**Provided records**.
## Start
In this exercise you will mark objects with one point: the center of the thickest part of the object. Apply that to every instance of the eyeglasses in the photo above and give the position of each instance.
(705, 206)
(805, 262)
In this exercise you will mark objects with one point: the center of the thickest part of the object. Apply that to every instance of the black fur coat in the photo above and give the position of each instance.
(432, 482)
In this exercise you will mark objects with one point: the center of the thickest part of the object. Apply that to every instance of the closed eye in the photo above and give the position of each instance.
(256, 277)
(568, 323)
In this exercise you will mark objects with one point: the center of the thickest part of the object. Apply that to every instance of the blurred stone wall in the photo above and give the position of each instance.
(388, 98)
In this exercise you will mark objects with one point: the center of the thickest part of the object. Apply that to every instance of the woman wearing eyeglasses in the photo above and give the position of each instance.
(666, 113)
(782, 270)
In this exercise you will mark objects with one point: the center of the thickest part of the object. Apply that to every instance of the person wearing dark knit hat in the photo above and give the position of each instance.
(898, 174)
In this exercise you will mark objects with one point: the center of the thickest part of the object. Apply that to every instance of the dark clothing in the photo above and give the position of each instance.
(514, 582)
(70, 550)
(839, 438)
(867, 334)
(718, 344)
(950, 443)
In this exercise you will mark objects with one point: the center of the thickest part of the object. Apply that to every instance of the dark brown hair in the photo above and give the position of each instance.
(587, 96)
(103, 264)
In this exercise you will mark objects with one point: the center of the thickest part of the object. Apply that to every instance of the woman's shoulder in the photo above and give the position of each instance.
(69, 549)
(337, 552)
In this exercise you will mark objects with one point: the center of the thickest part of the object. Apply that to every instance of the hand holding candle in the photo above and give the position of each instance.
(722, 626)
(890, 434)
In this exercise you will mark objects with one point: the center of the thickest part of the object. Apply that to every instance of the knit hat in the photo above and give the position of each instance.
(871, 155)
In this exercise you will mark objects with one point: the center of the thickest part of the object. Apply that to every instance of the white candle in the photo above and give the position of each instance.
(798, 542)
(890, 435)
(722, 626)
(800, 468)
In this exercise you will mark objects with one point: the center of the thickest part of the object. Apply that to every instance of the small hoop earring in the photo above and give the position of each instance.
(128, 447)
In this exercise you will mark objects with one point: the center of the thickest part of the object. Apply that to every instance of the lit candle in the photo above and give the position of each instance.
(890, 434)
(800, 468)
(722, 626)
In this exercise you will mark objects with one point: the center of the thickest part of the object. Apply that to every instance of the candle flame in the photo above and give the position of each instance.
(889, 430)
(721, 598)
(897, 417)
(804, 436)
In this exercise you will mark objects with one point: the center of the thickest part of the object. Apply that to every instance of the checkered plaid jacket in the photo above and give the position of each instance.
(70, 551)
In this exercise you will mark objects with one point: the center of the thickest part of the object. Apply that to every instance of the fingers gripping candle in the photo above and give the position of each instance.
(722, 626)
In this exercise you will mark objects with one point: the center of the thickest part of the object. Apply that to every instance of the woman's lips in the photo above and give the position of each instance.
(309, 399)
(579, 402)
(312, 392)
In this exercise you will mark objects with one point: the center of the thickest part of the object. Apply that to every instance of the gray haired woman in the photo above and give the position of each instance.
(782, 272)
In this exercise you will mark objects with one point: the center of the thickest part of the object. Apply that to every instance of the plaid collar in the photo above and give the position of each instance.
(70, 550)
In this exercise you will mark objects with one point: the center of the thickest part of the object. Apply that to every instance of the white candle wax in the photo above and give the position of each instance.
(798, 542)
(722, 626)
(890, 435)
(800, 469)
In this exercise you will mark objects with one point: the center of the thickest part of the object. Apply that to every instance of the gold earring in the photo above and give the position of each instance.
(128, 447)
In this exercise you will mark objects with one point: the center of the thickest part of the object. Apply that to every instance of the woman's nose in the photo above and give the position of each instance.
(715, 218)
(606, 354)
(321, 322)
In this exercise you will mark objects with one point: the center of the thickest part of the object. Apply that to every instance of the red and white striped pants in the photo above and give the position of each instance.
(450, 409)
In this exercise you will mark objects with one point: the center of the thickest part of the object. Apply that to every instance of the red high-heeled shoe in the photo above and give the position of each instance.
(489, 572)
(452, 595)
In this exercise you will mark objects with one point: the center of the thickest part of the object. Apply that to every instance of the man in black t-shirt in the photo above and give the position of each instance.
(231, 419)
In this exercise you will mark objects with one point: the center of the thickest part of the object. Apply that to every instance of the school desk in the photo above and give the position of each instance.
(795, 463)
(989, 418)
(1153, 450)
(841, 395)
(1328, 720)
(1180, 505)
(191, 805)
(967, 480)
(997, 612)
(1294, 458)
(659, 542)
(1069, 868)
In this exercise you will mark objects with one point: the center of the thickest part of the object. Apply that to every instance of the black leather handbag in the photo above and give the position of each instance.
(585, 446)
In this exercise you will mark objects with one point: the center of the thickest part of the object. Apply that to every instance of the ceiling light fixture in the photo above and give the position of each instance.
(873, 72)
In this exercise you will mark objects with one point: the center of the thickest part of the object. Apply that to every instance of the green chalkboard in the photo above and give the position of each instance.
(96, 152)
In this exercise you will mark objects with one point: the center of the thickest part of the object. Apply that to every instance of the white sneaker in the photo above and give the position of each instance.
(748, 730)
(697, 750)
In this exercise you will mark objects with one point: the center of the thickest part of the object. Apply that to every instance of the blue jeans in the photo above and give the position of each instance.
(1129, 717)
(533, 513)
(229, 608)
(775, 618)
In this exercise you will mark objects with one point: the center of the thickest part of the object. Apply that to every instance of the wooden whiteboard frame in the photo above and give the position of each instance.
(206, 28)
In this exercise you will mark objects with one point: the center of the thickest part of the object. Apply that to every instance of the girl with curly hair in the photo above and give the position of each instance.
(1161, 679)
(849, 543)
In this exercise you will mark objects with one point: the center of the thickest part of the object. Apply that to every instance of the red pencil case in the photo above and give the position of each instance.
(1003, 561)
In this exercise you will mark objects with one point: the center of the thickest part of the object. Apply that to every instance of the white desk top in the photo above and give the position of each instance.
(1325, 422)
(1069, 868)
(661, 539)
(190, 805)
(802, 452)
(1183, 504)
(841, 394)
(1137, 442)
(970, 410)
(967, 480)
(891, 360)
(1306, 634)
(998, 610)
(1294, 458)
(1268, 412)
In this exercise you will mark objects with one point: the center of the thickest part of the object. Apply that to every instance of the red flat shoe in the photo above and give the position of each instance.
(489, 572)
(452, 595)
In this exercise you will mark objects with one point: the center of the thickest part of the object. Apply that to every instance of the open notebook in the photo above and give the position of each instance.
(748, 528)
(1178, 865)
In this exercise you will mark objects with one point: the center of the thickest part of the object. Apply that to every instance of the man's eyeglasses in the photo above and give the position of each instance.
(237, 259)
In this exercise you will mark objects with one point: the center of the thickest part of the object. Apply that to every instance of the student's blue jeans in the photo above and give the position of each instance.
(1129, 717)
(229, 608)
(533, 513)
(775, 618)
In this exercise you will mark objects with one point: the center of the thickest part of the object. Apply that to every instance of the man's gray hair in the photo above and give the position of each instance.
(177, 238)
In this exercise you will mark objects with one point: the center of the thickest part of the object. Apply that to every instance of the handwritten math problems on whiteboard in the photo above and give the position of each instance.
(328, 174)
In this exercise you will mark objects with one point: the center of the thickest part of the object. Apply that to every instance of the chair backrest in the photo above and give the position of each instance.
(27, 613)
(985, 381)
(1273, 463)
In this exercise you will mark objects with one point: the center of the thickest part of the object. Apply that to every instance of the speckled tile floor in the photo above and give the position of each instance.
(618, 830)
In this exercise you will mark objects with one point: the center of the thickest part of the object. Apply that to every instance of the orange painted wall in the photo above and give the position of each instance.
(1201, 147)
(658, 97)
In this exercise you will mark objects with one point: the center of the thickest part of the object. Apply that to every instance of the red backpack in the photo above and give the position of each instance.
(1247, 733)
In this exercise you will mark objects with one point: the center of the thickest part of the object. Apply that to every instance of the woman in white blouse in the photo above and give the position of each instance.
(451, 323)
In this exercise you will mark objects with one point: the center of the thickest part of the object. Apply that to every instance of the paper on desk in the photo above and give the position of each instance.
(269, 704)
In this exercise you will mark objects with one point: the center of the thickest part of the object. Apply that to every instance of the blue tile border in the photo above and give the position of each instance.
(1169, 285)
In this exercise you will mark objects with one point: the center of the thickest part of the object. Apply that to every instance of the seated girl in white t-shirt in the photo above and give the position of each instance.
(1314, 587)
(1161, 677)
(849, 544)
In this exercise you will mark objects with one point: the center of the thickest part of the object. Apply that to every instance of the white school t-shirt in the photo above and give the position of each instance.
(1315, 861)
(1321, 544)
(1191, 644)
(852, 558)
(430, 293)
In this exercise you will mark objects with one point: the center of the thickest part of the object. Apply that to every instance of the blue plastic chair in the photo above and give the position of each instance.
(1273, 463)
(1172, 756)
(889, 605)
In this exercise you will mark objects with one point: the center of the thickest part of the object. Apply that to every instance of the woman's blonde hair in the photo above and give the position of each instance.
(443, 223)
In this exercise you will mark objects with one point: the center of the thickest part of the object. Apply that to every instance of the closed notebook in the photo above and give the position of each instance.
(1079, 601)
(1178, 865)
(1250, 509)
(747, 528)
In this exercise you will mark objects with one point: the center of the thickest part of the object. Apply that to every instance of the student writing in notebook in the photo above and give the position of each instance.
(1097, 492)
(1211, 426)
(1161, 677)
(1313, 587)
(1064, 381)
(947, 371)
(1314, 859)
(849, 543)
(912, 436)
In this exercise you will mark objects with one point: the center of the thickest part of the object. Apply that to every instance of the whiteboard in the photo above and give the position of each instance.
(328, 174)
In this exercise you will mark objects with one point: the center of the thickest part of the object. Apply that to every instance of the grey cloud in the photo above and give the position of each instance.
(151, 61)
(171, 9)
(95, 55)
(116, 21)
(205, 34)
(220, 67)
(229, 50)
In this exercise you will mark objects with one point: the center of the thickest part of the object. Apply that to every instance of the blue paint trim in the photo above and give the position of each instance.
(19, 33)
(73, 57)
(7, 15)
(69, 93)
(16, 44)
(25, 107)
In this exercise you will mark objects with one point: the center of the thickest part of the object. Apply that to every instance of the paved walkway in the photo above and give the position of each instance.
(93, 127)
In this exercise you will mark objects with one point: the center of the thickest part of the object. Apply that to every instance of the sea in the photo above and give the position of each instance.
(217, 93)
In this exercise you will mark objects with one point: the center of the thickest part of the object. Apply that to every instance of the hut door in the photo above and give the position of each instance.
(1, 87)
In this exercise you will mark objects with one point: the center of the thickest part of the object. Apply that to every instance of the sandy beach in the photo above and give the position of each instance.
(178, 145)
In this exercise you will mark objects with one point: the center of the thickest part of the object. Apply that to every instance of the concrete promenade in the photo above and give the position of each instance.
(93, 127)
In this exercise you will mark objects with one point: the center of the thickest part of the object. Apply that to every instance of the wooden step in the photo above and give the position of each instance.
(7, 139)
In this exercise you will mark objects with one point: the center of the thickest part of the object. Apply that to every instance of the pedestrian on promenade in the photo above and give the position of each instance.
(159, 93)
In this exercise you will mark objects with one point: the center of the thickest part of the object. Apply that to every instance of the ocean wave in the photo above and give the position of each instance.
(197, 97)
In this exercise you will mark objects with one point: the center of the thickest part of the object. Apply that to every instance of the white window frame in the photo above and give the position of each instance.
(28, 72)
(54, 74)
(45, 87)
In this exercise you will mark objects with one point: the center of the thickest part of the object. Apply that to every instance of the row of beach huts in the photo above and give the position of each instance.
## End
**Work to complete**. Starting at the line that contains "of the concrete" and continuing through the end of the data, rewrite those lines with "promenade" replaced by "boardwalk" and nothing else changed.

**Solution to this task**.
In this exercise you will mark objects with one point: the center of the thickest part of the object. Apply that to every instance of the concrete boardwalk in the photo above and give the position of each instance.
(93, 127)
In this exercise you will mark objects with one point: the center of the thickest part of the object. Apply that to every instance of the wooden step in the photo above and give the position of each instance.
(7, 139)
In this exercise you will mark objects with one point: the center of the thickest part of the object. Apply that to every instance of the pedestrian on boardwalk in the photo above and give the position of each instance.
(159, 93)
In this exercise you will mark objects with one point: the center of the thickest part of the object. Apply that to every instance of the ocean wave in the photo above and give the position of each instance.
(197, 97)
In this exercise you will mark objects with one point: the center of the thickest part of the object. Apply that to every instance of the white window frame in the photo above and give the position of each instance.
(28, 72)
(54, 74)
(45, 87)
In this exercise you will mark objects with one point: the center of the thickest part of the object. Apply that to every instance of the row of beach huts in the photo above and give the position of each instance.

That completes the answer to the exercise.